- Extrait cité

«La pression est énorme», répète le ministre italien de l'Intérieur, Marco Minniti, pour décrire la situation migratoire sur les côtes siciliennes : environ 85 000 personnes ont débarqué depuis le début de l'année dans les ports du sud de la péninsule, soit une hausse de 18 % par rapport à la même période l'an passé. En réaction, Rome met la pression sur ses partenaires européens. A la veille d'une réunion des ministres de l'Intérieur et de la Justice de l'Union européenne, prévue ce jeudi à Tallinn, en Estonie, le gouvernement de Paolo Gentiloni a multiplié les initiatives diplomatiques et médiatiques. La semaine dernière, il a tapé du poing sur la table en menaçant de bloquer l'entrée de ses ports aux bateaux transportant des migrants secourus en Méditerranée et battant pavillon étranger. En clair, aux embarcations des multiples ONG qui croisent au large de la Libye pour récupérer les passagers des navires de fortune et éviter les naufrages (lire ci-contre). Plus de 2 200 personnes sont déjà mortes en Méditerranée centrale depuis le début de l'année, selon l'Organisation internationale pour les migrations (OIM). Douze disparus par jour.
Goutte d’eau
Ceux qui parviennent à atteindre l'Italie trouvent des centres d'accueil saturés. «La situation a atteint la limite du supportable», a écrit le gouvernement dans une lettre adressée au commissaire européen chargé de l'Immigration, Dimitri Avramopoulos. La situation n'a pourtant rien de comparable avec celle de 2015, qui avait vu l'arrivée en Europe de plus d'un million de personnes, pour la plupart venues de Syrie et passant par la route balkanique. Mais cette dernière a pratiquement été fermée et c'est désormais en Méditerranée, à partir de la Libye, que s'effectuent la plupart des traversées. En 2016, l'Italie a ainsi accueilli 181 000 migrants. «Nous ne sommes pas face à une invasion», s'efforce de relativiser l'ancienne commissaire européenne Emma Bonino, qui souligne régulièrement que non seulement les arrivées ne représentent qu'une goutte d'eau par rapport aux 500 millions d'Européens (moins de 0,04 %) mais que la péninsule, qui a perdu près de 90 000 habitants l'an passé en raison de sa crise démographique, serait bien avisée de les accueillir.

- Données extraites
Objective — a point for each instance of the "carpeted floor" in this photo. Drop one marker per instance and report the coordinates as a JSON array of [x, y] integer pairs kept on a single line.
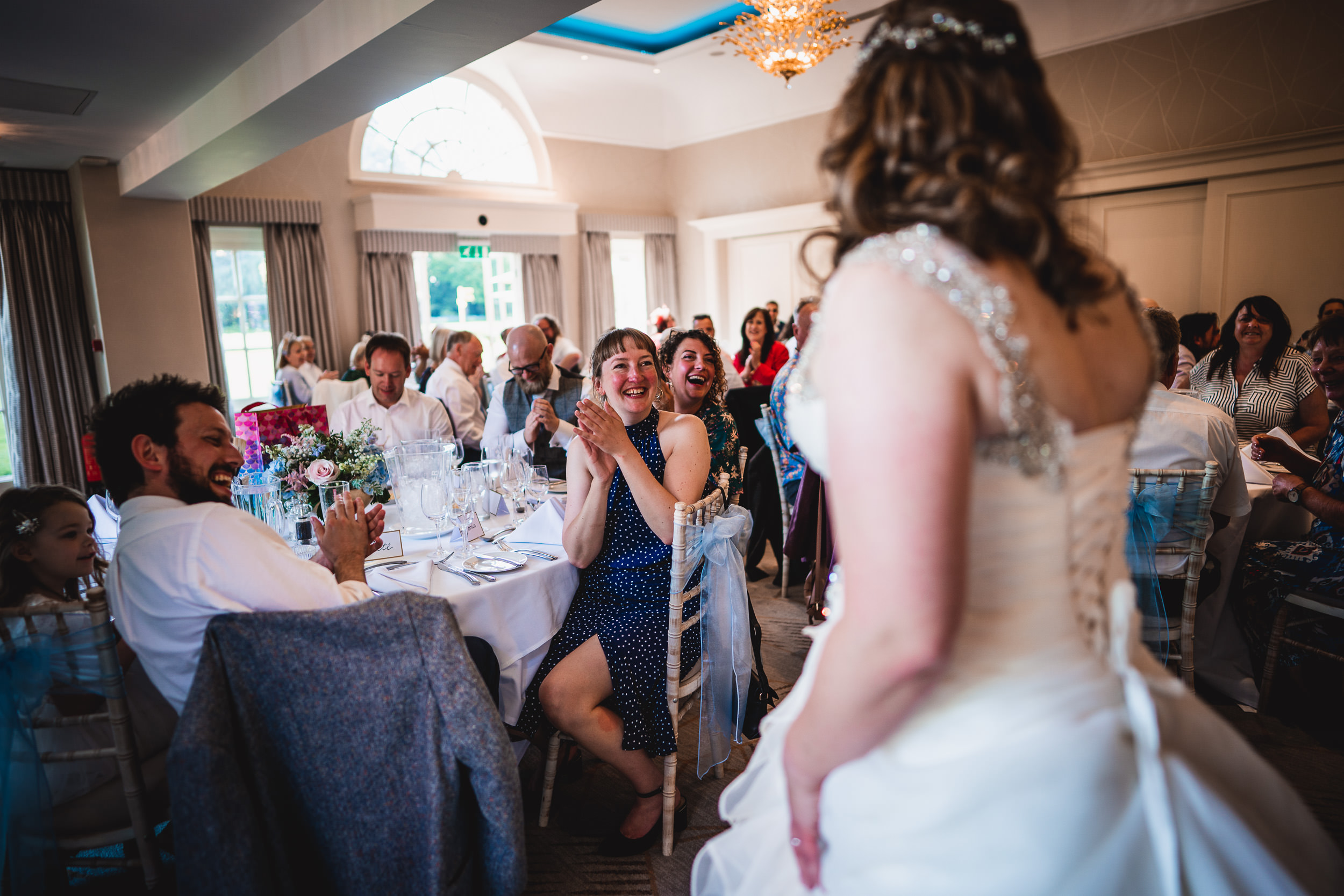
[[1307, 750]]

- Consigne
Quelles personnes sont désignées par leur nom dans l'extrait cité ?

- Réponse
Marco Minniti, Paolo Gentiloni, Dimitri Avramopoulos, Emma Bonino